■ Document excerpt:
***

The whole and its parts

The whole & its parts

Seeking evidence

Is it, that the amount of information available creates the impression that we should be able to know? Or is the desire for predictability or even certainty?

Being able to confirm one’s beliefs brings the satisfying experience that we know.

It’s one of the reasons we look out for stories confirming us for example in the tweets and quotes celebrities share with us. We make them our heroes and then enjoy that they agree with us.

Since the appearance of astrology and weather forecasts, we’ve taken a long path to expecting forecasts to tell us what our future will look like. Covid could have reminded us that forecasts are still a science in becoming, however, the easier reaction was to assume that it was a lack of available data. And yet people still look out for forecasts to help them deal with the pandemic.

Forecasts have not only become part of our normality, with such presence that forecasts are taken with growing confidence expecting them to predict the future. It doesn’t seem to matter how many failed. Actually, it seems that the existing forecasts motivate people to share their predictions. Eventually leading to confusing opinions with forecasts.

It is seeking evidence.

And an approach that makes curiosity less accessible.

Being curious could lead to finding our beliefs challenged.

Being curious could highlight areas we don’t have a belief about.

Being curious could mean seeing the many things we don’t have evidence about, that is we either don’t know or don’t understand.

Being curious comes with the desire to learn. But the desire to learn alone isn’t enough. It is the choice of how and what to learn that closes or opens the door to curiosity.

Curiosity is the ability to open up to the unknown independently from what it brings.

In a way, curiosity is a description of the person’s risk culture.

The more people rely on their or other people’s forecasts the less curiosity they’ll assume necessary.

***

■ Task to carry out: Reproduce word for word the part of the essay on curiosity and forecasts between "Since the appearance" and "is seeking evidence.", inclusive. The records aren't needed for anything here.

***

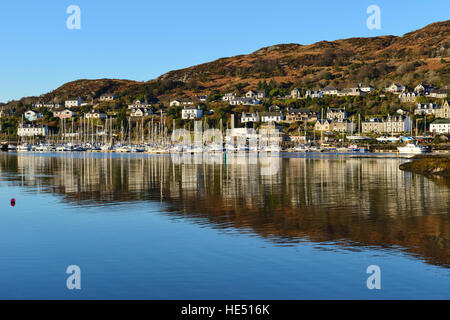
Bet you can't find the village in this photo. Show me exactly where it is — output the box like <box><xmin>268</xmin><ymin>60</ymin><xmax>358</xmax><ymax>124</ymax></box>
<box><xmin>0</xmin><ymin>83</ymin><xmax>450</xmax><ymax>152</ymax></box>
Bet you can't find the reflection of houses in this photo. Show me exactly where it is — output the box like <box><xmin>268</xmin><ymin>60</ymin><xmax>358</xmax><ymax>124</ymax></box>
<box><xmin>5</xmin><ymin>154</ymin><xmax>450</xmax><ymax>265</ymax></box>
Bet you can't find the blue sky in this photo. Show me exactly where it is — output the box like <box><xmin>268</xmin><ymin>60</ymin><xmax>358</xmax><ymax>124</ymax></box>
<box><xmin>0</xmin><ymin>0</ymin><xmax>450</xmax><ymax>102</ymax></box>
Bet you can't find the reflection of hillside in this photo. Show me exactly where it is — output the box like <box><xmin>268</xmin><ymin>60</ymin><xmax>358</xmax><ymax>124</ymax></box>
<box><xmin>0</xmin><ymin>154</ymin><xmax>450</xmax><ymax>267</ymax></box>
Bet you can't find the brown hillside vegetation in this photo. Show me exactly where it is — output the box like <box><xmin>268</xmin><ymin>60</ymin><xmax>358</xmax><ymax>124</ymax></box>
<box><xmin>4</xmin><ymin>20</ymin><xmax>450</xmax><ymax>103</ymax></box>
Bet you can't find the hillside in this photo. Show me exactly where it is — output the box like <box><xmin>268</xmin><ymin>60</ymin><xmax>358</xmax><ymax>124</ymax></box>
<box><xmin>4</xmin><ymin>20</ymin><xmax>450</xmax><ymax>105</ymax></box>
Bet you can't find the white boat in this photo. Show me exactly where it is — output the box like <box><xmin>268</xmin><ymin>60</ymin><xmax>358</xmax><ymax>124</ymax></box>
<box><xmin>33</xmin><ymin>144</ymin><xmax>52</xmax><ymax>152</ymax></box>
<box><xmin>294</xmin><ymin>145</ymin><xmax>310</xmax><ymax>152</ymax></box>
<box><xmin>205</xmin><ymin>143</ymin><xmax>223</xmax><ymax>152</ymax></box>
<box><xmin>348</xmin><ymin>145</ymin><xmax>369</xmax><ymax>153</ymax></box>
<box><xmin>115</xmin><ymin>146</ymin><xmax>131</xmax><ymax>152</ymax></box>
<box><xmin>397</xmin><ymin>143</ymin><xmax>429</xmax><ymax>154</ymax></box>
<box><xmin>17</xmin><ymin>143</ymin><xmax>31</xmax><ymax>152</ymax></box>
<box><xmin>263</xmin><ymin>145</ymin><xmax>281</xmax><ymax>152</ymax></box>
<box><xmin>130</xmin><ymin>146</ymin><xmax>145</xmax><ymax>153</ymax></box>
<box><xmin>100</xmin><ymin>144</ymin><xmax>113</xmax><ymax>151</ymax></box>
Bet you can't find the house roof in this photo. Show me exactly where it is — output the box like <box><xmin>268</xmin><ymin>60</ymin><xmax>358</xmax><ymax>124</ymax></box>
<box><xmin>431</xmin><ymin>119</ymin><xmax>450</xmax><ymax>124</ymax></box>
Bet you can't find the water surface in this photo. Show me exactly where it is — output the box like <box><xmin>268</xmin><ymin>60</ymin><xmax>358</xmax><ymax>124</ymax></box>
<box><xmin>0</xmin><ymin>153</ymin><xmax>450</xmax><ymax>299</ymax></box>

***

■ Answer box:
Since the appearance of astrology and weather forecasts, we’ve taken a long path to expecting forecasts to tell us what our future will look like. Covid could have reminded us that forecasts are still a science in becoming, however, the easier reaction was to assume that it was a lack of available data. And yet people still look out for forecasts to help them deal with the pandemic.

Forecasts have not only become part of our normality, with such presence that forecasts are taken with growing confidence expecting them to predict the future. It doesn’t seem to matter how many failed. Actually, it seems that the existing forecasts motivate people to share their predictions. Eventually leading to confusing opinions with forecasts.

It is seeking evidence.